CHALLENGES
1: From the abstract on Late Cretaceous sea level below, list the basins that marine facies deposition is said to have reached as far south as.
2: Answer these questions using the abstract on Late Cretaceous sea level that follows.
(a) From how many continental basins were the stratigraphy and sedimentary facies compiled?
(b) Sediments of which facies dominated the region during the Early Cretaceous?
(c) During which stages did the transgression in northern Africa reach its peak?
3: Decide whether each statement agrees with the abstract on Late Cretaceous sea level that follows. Answer yes or no, and quote the words that settle it.
(a) The impact of the sea-level rise on the deposition of continental basins is well understood.
(b) Marine facies deposition reached the southern basins during Turonian to Campanian.
(c) The decrease in the volume of the ocean basin is attributed to high CO₂ concentration.

SELECTION
^^^^^^^^^^^^^^^^
The global rise in sea level during the Late Cretaceous has been an issue under discussion by the international geological community. Despite the significance, its impact on the deposition of continental basins is not well known. This paper presents the systematic review on stratigraphy and sedimentary facies compiled from 22 continental basins in northern Africa. The results indicate that the region was dominated by sediments of continental facies during Early Cretaceous, which were replaced by deposits of marine facies in Late Cretaceous. The spatio-temporal distribution of sedimentary facies suggests marine facies deposition reached as far south as Taoudeni-Iullemmeden-Chad-Al Kufra-Upper Egypt basins during Turonian to Campanian. These results indicate that northern Africa underwent significant transgression during Late Cretaceous reaching its peak during Turonian to Coniacian. This significant transgression has been attributed to the global high sea-level during this time. Previous studies show that global rise in sea level in Late Cretaceous may have been driven by an increase in the volume of ocean water (attributed to high CO₂ concentration and subsequently warm climate) and a decrease in the volume of the ocean basin (attributed to rapid production of oceanic crust and seamounts). Tectonic mechanism of rapid production of oceanic crust and seamounts could play a fundamental role in driving the global rise in sea level and subsequent transgression in northern Africa during Late Cretaceous.
^^^^^^^^^^^^^^^^
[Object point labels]
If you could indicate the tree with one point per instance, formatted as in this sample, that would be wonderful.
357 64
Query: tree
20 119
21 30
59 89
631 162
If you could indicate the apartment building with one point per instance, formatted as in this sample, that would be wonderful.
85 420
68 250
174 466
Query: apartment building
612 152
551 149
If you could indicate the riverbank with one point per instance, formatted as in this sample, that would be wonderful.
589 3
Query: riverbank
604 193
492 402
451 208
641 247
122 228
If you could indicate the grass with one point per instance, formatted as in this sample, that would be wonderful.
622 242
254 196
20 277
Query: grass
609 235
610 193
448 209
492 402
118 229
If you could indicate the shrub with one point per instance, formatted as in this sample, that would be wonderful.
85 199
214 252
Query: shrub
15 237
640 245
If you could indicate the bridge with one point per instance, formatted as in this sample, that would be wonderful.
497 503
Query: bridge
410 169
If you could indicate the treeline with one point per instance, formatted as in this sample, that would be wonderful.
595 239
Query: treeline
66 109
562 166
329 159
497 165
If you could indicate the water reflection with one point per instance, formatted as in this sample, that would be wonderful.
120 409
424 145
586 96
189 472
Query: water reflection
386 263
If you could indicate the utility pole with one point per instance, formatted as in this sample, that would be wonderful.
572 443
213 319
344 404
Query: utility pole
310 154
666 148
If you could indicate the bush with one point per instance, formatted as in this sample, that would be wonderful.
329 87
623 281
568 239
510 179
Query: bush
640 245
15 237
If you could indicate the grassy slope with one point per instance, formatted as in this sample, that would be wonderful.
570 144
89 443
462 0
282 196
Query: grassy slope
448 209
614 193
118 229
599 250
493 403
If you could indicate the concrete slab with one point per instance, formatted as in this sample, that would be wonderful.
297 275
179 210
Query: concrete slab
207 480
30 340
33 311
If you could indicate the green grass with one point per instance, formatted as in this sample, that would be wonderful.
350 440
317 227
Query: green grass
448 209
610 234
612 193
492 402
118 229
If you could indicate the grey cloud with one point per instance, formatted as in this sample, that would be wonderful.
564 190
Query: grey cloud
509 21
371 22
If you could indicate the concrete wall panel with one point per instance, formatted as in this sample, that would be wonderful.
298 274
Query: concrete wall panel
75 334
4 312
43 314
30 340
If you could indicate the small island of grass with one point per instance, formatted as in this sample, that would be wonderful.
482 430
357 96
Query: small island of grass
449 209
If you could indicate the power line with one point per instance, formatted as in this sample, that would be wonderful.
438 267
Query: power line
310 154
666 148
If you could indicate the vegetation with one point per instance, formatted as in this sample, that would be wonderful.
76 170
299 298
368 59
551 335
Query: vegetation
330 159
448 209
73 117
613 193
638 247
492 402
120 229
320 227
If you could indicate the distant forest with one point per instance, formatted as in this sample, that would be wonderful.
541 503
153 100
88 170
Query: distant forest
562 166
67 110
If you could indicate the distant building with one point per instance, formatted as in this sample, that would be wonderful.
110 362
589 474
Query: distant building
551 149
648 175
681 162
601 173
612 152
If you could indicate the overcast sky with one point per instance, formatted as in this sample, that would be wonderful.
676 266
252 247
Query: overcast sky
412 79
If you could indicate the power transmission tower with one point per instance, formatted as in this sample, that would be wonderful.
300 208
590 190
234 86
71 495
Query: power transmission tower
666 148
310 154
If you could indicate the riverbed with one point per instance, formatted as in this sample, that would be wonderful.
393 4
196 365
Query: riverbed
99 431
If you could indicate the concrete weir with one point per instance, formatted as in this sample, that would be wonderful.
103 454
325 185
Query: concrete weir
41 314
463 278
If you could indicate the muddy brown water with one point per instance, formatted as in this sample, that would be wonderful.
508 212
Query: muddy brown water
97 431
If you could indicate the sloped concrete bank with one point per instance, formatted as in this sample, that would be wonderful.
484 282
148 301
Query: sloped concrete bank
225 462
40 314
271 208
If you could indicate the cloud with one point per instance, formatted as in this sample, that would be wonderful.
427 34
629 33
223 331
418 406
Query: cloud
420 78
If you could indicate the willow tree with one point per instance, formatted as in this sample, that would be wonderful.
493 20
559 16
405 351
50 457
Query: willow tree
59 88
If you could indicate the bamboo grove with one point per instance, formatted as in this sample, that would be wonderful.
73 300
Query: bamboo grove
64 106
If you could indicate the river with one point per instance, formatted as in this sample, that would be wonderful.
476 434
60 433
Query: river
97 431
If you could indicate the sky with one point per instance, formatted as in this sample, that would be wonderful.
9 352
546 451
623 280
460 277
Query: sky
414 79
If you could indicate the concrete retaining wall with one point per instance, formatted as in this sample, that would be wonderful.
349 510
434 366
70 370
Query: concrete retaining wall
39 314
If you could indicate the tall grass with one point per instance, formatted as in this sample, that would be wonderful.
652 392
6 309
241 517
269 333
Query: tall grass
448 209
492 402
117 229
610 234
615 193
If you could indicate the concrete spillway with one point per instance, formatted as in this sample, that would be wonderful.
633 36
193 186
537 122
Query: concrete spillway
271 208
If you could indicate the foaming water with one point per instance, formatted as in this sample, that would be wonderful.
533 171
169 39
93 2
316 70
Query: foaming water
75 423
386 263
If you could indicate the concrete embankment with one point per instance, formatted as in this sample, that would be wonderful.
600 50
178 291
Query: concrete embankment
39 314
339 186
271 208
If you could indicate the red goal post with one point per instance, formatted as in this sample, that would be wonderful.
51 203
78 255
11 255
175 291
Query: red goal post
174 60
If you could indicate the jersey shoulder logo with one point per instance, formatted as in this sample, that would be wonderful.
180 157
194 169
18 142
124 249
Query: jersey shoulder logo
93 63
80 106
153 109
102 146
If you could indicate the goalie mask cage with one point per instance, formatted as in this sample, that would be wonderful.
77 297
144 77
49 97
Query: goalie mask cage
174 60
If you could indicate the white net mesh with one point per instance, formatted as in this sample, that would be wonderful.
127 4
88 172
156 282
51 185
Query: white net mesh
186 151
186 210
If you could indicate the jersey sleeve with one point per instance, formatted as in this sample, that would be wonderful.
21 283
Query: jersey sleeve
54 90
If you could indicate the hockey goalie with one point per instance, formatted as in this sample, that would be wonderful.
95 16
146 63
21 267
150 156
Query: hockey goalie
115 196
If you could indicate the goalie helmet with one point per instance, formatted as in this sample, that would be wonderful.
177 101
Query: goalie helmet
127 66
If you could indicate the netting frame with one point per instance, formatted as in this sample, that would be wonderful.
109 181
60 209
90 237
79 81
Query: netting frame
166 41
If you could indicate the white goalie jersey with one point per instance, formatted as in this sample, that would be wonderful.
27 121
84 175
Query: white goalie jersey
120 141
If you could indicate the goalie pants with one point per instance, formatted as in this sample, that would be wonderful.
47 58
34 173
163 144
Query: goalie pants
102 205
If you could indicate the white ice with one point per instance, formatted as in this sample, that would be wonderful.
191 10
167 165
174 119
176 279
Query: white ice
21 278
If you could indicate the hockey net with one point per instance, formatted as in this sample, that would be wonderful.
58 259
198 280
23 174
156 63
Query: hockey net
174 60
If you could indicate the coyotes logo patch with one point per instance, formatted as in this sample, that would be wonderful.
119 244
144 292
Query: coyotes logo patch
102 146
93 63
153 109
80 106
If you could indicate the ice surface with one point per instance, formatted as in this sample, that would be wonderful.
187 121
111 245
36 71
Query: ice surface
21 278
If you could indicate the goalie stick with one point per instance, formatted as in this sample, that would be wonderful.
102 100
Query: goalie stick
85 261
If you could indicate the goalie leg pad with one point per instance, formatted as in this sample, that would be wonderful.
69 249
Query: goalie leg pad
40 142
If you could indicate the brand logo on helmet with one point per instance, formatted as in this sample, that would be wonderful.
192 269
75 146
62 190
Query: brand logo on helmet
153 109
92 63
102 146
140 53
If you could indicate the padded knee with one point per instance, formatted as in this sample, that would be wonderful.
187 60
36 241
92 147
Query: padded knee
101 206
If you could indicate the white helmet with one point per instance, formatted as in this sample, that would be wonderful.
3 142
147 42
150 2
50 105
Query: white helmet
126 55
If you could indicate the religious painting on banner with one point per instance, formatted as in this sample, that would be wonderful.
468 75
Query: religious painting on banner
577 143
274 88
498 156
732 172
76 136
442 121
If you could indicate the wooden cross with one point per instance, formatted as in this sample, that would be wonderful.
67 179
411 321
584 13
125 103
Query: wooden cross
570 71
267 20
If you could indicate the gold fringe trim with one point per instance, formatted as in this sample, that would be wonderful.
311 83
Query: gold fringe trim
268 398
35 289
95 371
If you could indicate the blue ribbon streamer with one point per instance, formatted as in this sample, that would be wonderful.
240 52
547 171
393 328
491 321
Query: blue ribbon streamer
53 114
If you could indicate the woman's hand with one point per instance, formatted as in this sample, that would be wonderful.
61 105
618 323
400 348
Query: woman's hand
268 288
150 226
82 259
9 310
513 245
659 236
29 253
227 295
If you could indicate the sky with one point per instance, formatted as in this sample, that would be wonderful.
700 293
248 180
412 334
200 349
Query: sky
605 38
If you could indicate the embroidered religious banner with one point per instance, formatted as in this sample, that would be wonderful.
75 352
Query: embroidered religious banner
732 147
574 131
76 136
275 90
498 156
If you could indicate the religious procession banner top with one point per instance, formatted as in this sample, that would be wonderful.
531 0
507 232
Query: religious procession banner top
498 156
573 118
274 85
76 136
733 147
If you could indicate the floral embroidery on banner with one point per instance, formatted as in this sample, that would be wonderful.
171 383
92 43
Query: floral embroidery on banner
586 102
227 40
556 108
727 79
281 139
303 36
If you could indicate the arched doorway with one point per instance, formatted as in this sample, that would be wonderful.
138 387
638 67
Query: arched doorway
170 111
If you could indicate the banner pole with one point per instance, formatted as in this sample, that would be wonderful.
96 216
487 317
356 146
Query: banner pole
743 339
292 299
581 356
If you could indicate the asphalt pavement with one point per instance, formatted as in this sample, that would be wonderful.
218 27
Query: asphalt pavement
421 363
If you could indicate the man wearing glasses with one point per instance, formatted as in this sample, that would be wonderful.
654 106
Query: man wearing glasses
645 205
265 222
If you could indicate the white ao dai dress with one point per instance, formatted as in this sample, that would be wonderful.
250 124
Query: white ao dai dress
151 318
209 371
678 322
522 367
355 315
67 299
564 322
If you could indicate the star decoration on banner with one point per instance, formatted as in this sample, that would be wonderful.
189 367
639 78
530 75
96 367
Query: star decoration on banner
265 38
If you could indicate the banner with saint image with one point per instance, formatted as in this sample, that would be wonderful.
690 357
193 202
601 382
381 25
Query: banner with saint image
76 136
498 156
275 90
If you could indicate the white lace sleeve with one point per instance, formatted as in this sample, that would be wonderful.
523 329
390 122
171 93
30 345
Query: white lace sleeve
^^^^^^^^^^^^^^^^
ANSWERS GIVEN
1: Taoudeni, Iullemmeden, Chad, Al Kufra, Upper Egypt

2:
(a) 22
(b) Continental facies
(c) Turonian to Coniacian

3:
(a) No: "its impact on the deposition of continental basins is not well known"
(b) Yes: "marine facies deposition reached as far south as Taoudeni-Iullemmeden-Chad-Al Kufra-Upper Egypt basins during Turonian to Campanian"
(c) No: "a decrease in the volume of the ocean basin (attributed to rapid production of oceanic crust and seamounts)"